» **Input**:
______
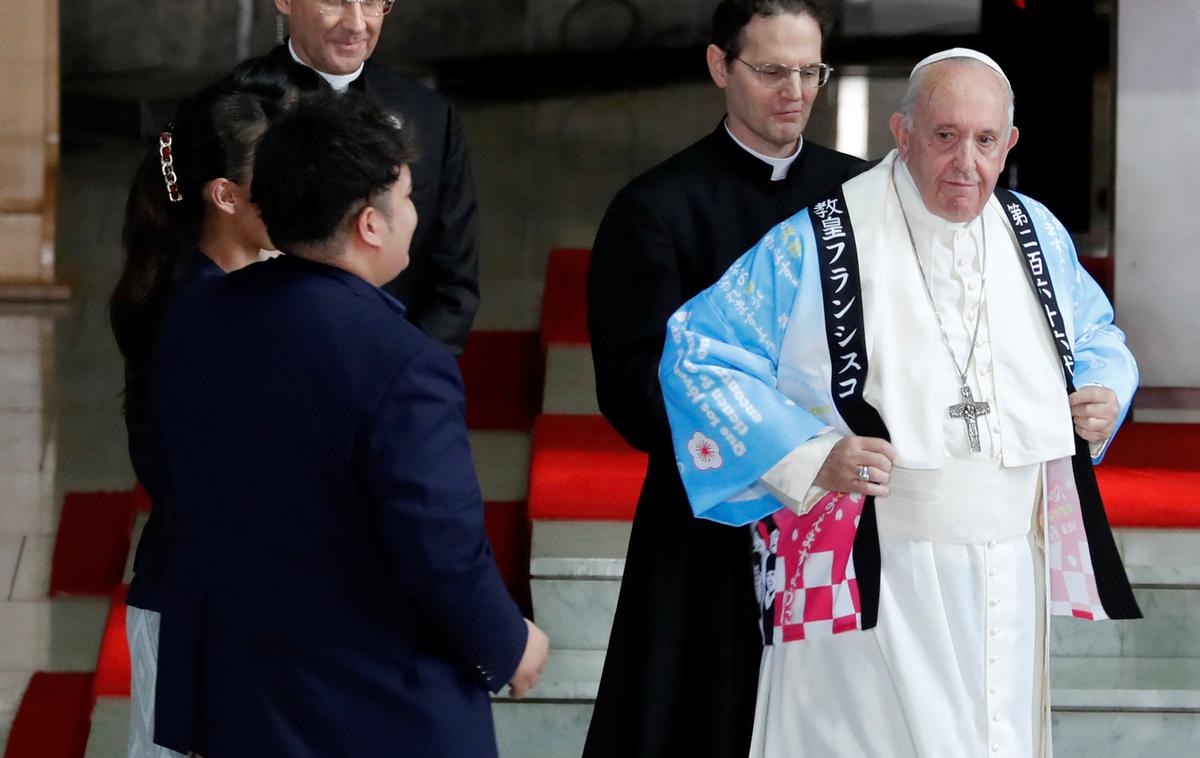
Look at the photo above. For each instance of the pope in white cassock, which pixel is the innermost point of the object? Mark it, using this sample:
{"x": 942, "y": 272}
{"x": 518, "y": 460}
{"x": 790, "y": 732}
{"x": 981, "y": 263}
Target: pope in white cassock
{"x": 903, "y": 390}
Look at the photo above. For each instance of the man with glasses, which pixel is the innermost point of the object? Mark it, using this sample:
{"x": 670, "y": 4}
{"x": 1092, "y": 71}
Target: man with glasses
{"x": 441, "y": 287}
{"x": 682, "y": 667}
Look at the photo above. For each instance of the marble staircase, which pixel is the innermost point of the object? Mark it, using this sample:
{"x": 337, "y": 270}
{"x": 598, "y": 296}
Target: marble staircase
{"x": 1120, "y": 689}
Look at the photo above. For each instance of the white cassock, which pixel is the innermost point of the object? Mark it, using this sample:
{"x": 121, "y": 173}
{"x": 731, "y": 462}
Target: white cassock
{"x": 957, "y": 665}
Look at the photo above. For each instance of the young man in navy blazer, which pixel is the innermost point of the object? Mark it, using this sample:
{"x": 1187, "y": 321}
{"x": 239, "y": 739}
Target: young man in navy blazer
{"x": 333, "y": 589}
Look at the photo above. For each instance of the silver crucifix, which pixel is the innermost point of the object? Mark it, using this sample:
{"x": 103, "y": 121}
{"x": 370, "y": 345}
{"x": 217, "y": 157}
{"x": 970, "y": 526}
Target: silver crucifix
{"x": 969, "y": 410}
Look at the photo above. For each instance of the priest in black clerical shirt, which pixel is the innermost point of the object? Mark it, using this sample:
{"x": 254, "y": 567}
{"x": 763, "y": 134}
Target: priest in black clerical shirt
{"x": 682, "y": 668}
{"x": 439, "y": 288}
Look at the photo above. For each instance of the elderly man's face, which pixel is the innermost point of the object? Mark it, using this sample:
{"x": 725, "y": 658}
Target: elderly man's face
{"x": 765, "y": 119}
{"x": 335, "y": 43}
{"x": 959, "y": 138}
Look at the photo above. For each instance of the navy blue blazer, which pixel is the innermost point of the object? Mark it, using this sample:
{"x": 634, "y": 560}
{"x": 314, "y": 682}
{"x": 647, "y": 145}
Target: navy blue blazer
{"x": 148, "y": 561}
{"x": 331, "y": 590}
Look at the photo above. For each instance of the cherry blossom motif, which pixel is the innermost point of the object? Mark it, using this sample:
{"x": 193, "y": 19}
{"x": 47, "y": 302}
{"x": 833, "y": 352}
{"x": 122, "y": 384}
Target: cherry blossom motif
{"x": 705, "y": 452}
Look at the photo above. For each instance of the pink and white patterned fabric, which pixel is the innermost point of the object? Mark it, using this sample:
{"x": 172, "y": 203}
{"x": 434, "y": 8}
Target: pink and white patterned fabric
{"x": 804, "y": 570}
{"x": 1073, "y": 590}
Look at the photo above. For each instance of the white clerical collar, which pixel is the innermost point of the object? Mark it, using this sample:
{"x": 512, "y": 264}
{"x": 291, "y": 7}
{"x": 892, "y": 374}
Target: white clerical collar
{"x": 779, "y": 167}
{"x": 340, "y": 82}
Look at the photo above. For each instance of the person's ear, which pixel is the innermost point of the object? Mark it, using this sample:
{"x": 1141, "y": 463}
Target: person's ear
{"x": 900, "y": 134}
{"x": 1013, "y": 133}
{"x": 369, "y": 227}
{"x": 718, "y": 66}
{"x": 223, "y": 196}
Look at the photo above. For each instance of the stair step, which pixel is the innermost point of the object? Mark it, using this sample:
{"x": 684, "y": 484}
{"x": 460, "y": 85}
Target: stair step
{"x": 576, "y": 569}
{"x": 575, "y": 599}
{"x": 570, "y": 380}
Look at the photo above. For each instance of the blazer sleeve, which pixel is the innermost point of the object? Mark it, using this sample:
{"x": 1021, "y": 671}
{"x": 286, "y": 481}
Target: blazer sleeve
{"x": 431, "y": 516}
{"x": 634, "y": 287}
{"x": 447, "y": 307}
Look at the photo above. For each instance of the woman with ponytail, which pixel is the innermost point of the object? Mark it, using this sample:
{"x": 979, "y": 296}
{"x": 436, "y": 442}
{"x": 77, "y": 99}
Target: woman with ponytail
{"x": 187, "y": 217}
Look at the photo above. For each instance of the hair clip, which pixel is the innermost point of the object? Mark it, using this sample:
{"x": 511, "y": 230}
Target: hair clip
{"x": 168, "y": 167}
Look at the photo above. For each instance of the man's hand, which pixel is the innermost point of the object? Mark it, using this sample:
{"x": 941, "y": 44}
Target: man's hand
{"x": 841, "y": 467}
{"x": 532, "y": 662}
{"x": 1095, "y": 413}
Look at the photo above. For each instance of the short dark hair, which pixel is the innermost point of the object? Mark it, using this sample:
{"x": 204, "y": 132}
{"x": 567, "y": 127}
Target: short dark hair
{"x": 732, "y": 16}
{"x": 319, "y": 163}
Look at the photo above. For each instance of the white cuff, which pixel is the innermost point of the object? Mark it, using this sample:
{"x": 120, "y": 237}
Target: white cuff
{"x": 791, "y": 479}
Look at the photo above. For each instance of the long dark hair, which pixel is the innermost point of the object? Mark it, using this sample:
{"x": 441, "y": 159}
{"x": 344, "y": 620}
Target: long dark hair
{"x": 214, "y": 136}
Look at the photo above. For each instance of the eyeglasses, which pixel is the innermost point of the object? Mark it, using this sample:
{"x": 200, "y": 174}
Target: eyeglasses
{"x": 371, "y": 8}
{"x": 774, "y": 76}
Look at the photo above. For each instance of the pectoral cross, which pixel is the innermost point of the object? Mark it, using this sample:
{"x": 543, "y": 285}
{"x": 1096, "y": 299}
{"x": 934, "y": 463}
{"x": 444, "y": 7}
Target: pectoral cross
{"x": 969, "y": 410}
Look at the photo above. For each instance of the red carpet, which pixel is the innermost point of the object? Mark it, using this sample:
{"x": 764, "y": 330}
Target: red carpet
{"x": 582, "y": 469}
{"x": 564, "y": 301}
{"x": 113, "y": 665}
{"x": 93, "y": 542}
{"x": 1168, "y": 446}
{"x": 503, "y": 374}
{"x": 1151, "y": 476}
{"x": 54, "y": 717}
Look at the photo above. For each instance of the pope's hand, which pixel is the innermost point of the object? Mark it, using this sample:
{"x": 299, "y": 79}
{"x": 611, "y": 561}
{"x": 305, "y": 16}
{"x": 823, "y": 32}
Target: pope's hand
{"x": 840, "y": 471}
{"x": 532, "y": 662}
{"x": 1095, "y": 413}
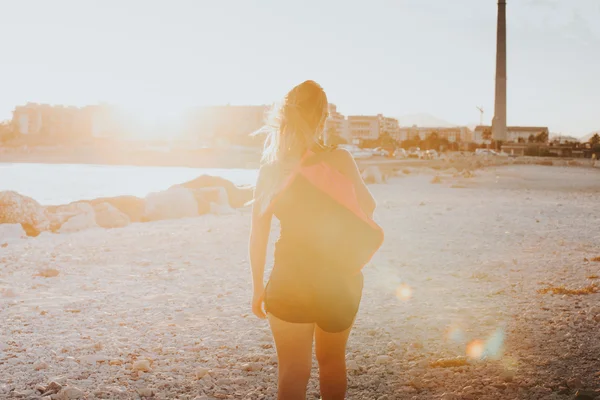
______
» **Exercise brief**: All entries should be restated word for word; no images belong in the copy.

» **Solution**:
Look at the photo above. For each instance of the pope in white cassock, which pixel is the innermost point of the object? Mark it, using this sample:
{"x": 942, "y": 272}
{"x": 518, "y": 460}
{"x": 790, "y": 732}
{"x": 981, "y": 263}
Target: pope in white cassock
{"x": 903, "y": 390}
Look at the photo above. For each instance of the man with glasses, which pixel is the innermost point of the object? Mark it, using this sample:
{"x": 670, "y": 4}
{"x": 1092, "y": 71}
Target: man with glasses
{"x": 441, "y": 287}
{"x": 682, "y": 667}
Look at the photo above. For each instance of the marble staircase, which pixel is the innermost point of the object? Mark it, using this sample:
{"x": 337, "y": 270}
{"x": 598, "y": 296}
Target: marble staircase
{"x": 1120, "y": 689}
Look at the photo above. For each instance of the white cassock, which pixel is the innermost point of the object? Mark it, using this sample:
{"x": 121, "y": 173}
{"x": 731, "y": 462}
Target: white cassock
{"x": 957, "y": 665}
Look at the photo above. For each instance of the young man in navy blazer, which pixel is the innermost point of the object? Mark it, using this sample:
{"x": 1187, "y": 321}
{"x": 239, "y": 739}
Target: young man in navy blazer
{"x": 333, "y": 589}
Look at the photo above. For each instance of the silver crucifix, which pixel is the innermost point of the object? Mark it, using this sample:
{"x": 103, "y": 121}
{"x": 370, "y": 345}
{"x": 217, "y": 157}
{"x": 970, "y": 526}
Target: silver crucifix
{"x": 969, "y": 410}
Look at the photo above. For each instance of the priest in black clerical shirt, which pixel is the innermost point of the object? Mark it, using this sample:
{"x": 254, "y": 567}
{"x": 763, "y": 134}
Target: priest in black clerical shirt
{"x": 682, "y": 668}
{"x": 439, "y": 288}
Look at the photo above. For each instance of the elderly man's face, which pixel is the innermost point of the object? Mark it, using this sample:
{"x": 725, "y": 658}
Target: elderly man's face
{"x": 765, "y": 119}
{"x": 335, "y": 43}
{"x": 959, "y": 138}
Look at the photo above. For each instance of the navy blue blazer, which pixel is the innermost point of the object? Mark it, using this sample:
{"x": 634, "y": 560}
{"x": 314, "y": 682}
{"x": 647, "y": 145}
Target: navy blue blazer
{"x": 148, "y": 561}
{"x": 331, "y": 590}
Look at the photo above. For each instance of the cherry blossom motif, which pixel is the innermost point of the object? Mark it, using this sample:
{"x": 193, "y": 19}
{"x": 47, "y": 302}
{"x": 833, "y": 352}
{"x": 122, "y": 384}
Target: cherry blossom motif
{"x": 705, "y": 452}
Look at the photo above. For each instance of the pink and white patterned fabric, which pixel is the innermost point of the object? Mark it, using this sample:
{"x": 172, "y": 203}
{"x": 434, "y": 8}
Target: pink and white patterned fabric
{"x": 804, "y": 570}
{"x": 1073, "y": 590}
Look at the photo above. For each instance of the white clerical collar, which pixel is the innermost point of the object? Mark it, using this sample:
{"x": 512, "y": 264}
{"x": 291, "y": 7}
{"x": 892, "y": 374}
Target: white clerical collar
{"x": 779, "y": 167}
{"x": 340, "y": 82}
Look at the photo above. For each instance of the person's ear, which pixel is the innermost point of the object? Mark it, using this sample:
{"x": 1141, "y": 463}
Target: person's ear
{"x": 900, "y": 134}
{"x": 1013, "y": 133}
{"x": 369, "y": 227}
{"x": 718, "y": 66}
{"x": 223, "y": 196}
Look at the photo above. For each instance of the stair step, which pixel is the innermost point of the object? Mark it, using this sample:
{"x": 684, "y": 484}
{"x": 460, "y": 85}
Target: stair step
{"x": 576, "y": 569}
{"x": 575, "y": 599}
{"x": 570, "y": 380}
Look at the photo above. For each instance of the blazer sleeve, which pixel is the innermost point of the object? Mark it, using this sample:
{"x": 1021, "y": 671}
{"x": 286, "y": 481}
Target: blazer sleeve
{"x": 431, "y": 516}
{"x": 634, "y": 287}
{"x": 447, "y": 307}
Look at the photo above. For each instance of the woman with ponytail, which pixel is the innermost point of the object? Mark it, using this sample:
{"x": 979, "y": 296}
{"x": 436, "y": 442}
{"x": 77, "y": 99}
Target: woman with ponytail
{"x": 187, "y": 217}
Look at the photo above. For each instance of the hair clip, which pixel is the innermost point of the object? Mark it, using this sample:
{"x": 511, "y": 230}
Target: hair clip
{"x": 168, "y": 167}
Look at the photo above. For each instance of the man's hand, which pixel is the innermost point of the object? Mark it, using this sample:
{"x": 941, "y": 44}
Target: man's hand
{"x": 841, "y": 467}
{"x": 532, "y": 662}
{"x": 1095, "y": 413}
Look at the photo above. For each instance of the short dark hair, which pixel is the innermost point of the object? Mark it, using this sample:
{"x": 204, "y": 132}
{"x": 567, "y": 127}
Target: short dark hair
{"x": 732, "y": 16}
{"x": 319, "y": 163}
Look at the photo above. For each instance of the white cuff, which pixel is the innermost point of the object? Mark it, using this sample:
{"x": 120, "y": 237}
Target: white cuff
{"x": 791, "y": 479}
Look at the photo above. For each instance of the long dark hair, which pixel is the innermost point of the object? Mark it, using this sample:
{"x": 441, "y": 159}
{"x": 344, "y": 620}
Target: long dark hair
{"x": 214, "y": 136}
Look at the photo above. For each instance of the eyeglasses, which pixel is the innermost point of the object? Mark it, using this sample:
{"x": 200, "y": 174}
Target: eyeglasses
{"x": 371, "y": 8}
{"x": 774, "y": 76}
Look at the photo above. For each instance of the pectoral cross, which pixel is the innermost point of the object? Mark it, using this sample:
{"x": 543, "y": 285}
{"x": 1096, "y": 299}
{"x": 934, "y": 463}
{"x": 444, "y": 7}
Target: pectoral cross
{"x": 969, "y": 410}
Look at the photo above. For each instance of the red carpet, which pixel is the innermost point of the object? Mark it, using this sample:
{"x": 764, "y": 330}
Target: red carpet
{"x": 582, "y": 469}
{"x": 564, "y": 301}
{"x": 113, "y": 665}
{"x": 93, "y": 542}
{"x": 1168, "y": 446}
{"x": 503, "y": 374}
{"x": 1151, "y": 476}
{"x": 54, "y": 717}
Look at the photo above. For each instance of the pope's hand, which pixel is the innermost point of the object? Mark it, using this sample:
{"x": 299, "y": 79}
{"x": 611, "y": 561}
{"x": 305, "y": 16}
{"x": 823, "y": 32}
Target: pope's hand
{"x": 840, "y": 471}
{"x": 532, "y": 662}
{"x": 1095, "y": 413}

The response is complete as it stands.